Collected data
━━━━━━

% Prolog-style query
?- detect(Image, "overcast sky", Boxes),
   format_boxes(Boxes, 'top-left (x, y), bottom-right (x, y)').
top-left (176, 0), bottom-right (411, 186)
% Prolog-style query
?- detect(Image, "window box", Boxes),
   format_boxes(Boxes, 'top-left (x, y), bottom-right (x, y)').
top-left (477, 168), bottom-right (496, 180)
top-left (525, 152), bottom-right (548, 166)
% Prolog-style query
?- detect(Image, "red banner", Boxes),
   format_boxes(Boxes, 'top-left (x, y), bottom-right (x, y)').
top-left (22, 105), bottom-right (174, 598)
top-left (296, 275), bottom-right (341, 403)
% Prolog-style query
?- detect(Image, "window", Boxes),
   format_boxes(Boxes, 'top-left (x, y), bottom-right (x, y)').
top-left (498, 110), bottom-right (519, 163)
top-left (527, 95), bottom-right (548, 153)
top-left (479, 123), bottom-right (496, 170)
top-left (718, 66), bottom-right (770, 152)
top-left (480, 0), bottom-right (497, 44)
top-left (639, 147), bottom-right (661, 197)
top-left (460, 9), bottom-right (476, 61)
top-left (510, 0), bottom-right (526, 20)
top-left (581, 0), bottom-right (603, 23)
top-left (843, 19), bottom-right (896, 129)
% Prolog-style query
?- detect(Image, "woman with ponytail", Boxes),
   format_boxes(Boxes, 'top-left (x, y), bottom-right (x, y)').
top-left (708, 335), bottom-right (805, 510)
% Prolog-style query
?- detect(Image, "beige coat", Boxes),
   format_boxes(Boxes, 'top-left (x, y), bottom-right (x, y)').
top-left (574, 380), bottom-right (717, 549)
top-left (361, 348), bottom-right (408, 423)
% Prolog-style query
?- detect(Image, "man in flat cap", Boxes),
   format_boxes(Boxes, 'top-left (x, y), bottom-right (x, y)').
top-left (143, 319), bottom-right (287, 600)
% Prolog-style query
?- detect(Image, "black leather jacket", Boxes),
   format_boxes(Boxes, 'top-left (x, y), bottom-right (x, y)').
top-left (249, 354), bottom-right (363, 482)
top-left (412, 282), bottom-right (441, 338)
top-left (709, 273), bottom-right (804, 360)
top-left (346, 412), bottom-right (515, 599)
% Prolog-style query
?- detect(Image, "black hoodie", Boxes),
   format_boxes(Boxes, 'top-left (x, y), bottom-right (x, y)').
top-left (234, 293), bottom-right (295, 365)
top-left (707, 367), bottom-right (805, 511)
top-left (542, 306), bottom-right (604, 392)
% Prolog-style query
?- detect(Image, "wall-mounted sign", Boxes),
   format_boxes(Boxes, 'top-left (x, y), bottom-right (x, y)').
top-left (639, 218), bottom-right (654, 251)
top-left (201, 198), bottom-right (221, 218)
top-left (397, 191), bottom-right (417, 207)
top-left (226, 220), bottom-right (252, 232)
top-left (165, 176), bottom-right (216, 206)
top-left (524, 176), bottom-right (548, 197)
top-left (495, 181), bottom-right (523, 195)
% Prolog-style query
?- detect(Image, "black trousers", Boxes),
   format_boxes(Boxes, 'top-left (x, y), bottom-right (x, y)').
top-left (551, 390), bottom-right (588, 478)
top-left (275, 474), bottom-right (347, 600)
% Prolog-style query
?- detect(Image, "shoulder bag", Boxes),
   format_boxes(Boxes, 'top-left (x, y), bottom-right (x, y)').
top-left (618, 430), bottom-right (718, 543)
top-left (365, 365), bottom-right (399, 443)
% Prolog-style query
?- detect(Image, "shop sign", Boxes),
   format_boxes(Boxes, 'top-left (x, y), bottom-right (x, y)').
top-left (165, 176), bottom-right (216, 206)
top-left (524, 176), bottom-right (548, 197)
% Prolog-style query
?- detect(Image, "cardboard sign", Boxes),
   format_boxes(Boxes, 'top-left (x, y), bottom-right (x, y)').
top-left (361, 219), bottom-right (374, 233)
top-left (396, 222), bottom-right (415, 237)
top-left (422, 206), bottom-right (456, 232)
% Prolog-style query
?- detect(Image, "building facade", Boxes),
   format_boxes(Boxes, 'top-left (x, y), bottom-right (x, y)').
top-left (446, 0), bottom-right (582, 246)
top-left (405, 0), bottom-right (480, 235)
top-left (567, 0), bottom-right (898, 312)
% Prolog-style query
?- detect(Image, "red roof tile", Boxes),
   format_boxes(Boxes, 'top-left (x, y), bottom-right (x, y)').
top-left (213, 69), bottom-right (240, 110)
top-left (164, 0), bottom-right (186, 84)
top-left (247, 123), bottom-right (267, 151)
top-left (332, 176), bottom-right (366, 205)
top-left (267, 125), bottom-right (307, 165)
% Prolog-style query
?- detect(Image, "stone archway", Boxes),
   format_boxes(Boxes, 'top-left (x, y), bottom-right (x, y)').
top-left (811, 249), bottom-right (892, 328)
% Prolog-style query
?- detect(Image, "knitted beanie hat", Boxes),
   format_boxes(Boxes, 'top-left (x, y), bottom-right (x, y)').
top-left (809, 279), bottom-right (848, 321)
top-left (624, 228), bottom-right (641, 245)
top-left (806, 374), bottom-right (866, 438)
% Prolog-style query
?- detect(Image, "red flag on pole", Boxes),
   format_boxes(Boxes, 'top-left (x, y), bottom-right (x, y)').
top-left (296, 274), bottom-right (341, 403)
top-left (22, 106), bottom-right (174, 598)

━━━━━━

Work order
Among the entries above, how many lines hold the string "black"? Answer with the number only.

Answer space
3